Output each entry in full so that the result matches the data exactly.

◇ ◇ ◇

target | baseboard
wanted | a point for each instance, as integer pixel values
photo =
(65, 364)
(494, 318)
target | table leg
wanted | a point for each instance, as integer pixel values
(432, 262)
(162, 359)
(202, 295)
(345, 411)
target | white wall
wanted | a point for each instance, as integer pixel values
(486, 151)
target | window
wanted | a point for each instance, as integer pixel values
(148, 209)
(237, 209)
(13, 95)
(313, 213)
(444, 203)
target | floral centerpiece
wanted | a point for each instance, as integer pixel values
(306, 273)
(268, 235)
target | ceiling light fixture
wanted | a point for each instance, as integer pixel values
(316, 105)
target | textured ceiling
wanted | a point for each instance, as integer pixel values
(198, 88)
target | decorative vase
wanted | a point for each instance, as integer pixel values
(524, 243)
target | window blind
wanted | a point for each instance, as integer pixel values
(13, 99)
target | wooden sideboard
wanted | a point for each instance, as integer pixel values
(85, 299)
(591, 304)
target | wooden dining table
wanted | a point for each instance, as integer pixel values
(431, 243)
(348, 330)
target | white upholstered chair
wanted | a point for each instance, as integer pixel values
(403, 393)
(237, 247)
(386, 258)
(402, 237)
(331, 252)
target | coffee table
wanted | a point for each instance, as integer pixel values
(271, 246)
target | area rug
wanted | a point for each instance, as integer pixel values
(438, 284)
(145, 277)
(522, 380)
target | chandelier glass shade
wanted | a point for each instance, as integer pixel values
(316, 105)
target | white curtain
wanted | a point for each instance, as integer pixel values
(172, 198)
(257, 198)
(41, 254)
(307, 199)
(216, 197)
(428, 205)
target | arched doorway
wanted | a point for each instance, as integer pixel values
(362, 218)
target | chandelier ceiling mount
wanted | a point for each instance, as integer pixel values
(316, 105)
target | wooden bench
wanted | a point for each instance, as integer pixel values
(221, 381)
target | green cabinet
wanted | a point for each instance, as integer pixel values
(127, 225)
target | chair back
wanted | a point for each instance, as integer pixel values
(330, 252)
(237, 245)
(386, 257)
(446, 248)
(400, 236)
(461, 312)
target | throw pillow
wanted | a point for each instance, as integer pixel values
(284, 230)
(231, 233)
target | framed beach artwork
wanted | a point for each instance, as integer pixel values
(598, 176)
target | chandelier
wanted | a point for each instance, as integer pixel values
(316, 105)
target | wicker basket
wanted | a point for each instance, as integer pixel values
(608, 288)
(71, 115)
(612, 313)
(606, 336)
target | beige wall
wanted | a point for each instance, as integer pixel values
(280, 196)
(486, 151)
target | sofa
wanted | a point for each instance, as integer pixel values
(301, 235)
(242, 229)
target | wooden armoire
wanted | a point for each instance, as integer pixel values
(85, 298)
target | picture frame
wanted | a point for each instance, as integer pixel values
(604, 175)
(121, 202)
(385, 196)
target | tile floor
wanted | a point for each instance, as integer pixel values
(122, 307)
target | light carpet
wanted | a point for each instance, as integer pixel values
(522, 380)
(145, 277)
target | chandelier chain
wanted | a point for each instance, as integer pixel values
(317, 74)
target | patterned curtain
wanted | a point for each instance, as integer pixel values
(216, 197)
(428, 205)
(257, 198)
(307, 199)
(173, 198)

◇ ◇ ◇

__Solution to the problem__:
target | baseboard
wanted | a point for each instance, as integer pixel values
photo =
(65, 364)
(494, 318)
target | table leg
wanted | a point for each instance, as integer pixel values
(432, 262)
(162, 359)
(202, 295)
(345, 411)
target | white wall
wanted | a point for each instance, as integer pixel values
(486, 151)
target | window
wanted | a point for each instance, as integer pixel values
(148, 209)
(237, 209)
(13, 95)
(313, 213)
(444, 203)
target | floral centerpiece
wanted | a point for each instance, as integer pixel values
(306, 273)
(268, 235)
target | ceiling light fixture
wanted | a point for each instance, as integer pixel values
(316, 105)
target | textured ceiling
wanted | a point for each instance, as integer pixel values
(198, 88)
target | decorative vase
wanted | a point for each instance, as integer pixel values
(524, 243)
target | window blind
wanted | a point for each instance, as integer pixel values
(13, 99)
target | wooden sideboard
wanted | a point for each instance, as integer pixel values
(85, 299)
(591, 304)
target | wooden dining table
wanted | a point for each instance, as integer pixel values
(431, 243)
(348, 330)
target | white upholstered chair
wanted | a point for each instance, as integer pixel values
(403, 393)
(237, 247)
(386, 258)
(402, 237)
(331, 252)
target | coffee table
wanted | a point for each instance, as integer pixel values
(271, 246)
target | area rug
wanted | a point for each instance, as integer pixel values
(438, 284)
(145, 277)
(522, 380)
target | chandelier glass shade
wanted | a point for each instance, as integer pixel values
(316, 105)
target | white curtain
wanted | a point for each instance, as integer pixel values
(172, 198)
(257, 198)
(41, 254)
(307, 199)
(216, 197)
(428, 205)
target | arched doorway
wanted | a point for each instance, as integer pixel values
(362, 218)
target | chandelier ceiling mount
wanted | a point for each instance, as integer pixel values
(316, 105)
target | wooden bench
wanted | a point for each instance, as integer pixel values
(221, 381)
target | green cabinet
wanted | a point for each instance, as integer pixel values
(127, 225)
target | chair back
wanted | a point for each instance, as integer pixel values
(330, 252)
(237, 245)
(386, 257)
(446, 248)
(400, 236)
(461, 312)
target | throw pillow
wanted | a point for each instance, as integer pixel values
(284, 230)
(231, 233)
target | framed beach artwork
wanted | a point for each instance, as integer pixel values
(598, 176)
target | chandelier
wanted | a point for each instance, as integer pixel values
(316, 105)
target | wicker basket
wanted | a point for each instance, as integer pixel values
(608, 288)
(71, 115)
(612, 313)
(606, 336)
target | beige wall
wanted | a point for each instance, as integer pixel values
(280, 196)
(486, 151)
target | sofa
wanted | a point for each instance, as integer pixel values
(301, 235)
(242, 229)
target | wooden armoire
wanted | a point for each instance, as integer pixel values
(85, 298)
target | picture frame
wanted | a point for each instance, as integer pixel values
(604, 175)
(121, 202)
(385, 196)
target | tile floor
wanted | a point for each instance, as integer pixel values
(122, 307)
target | light carpet
wanted | a point for each instance, as integer pixel values
(522, 380)
(145, 277)
target | chandelier chain
wanted | a point for each instance, as integer pixel values
(317, 74)
target | patterned curtain
wanted | a point for each instance, as integer pixel values
(216, 197)
(428, 205)
(257, 198)
(307, 199)
(173, 198)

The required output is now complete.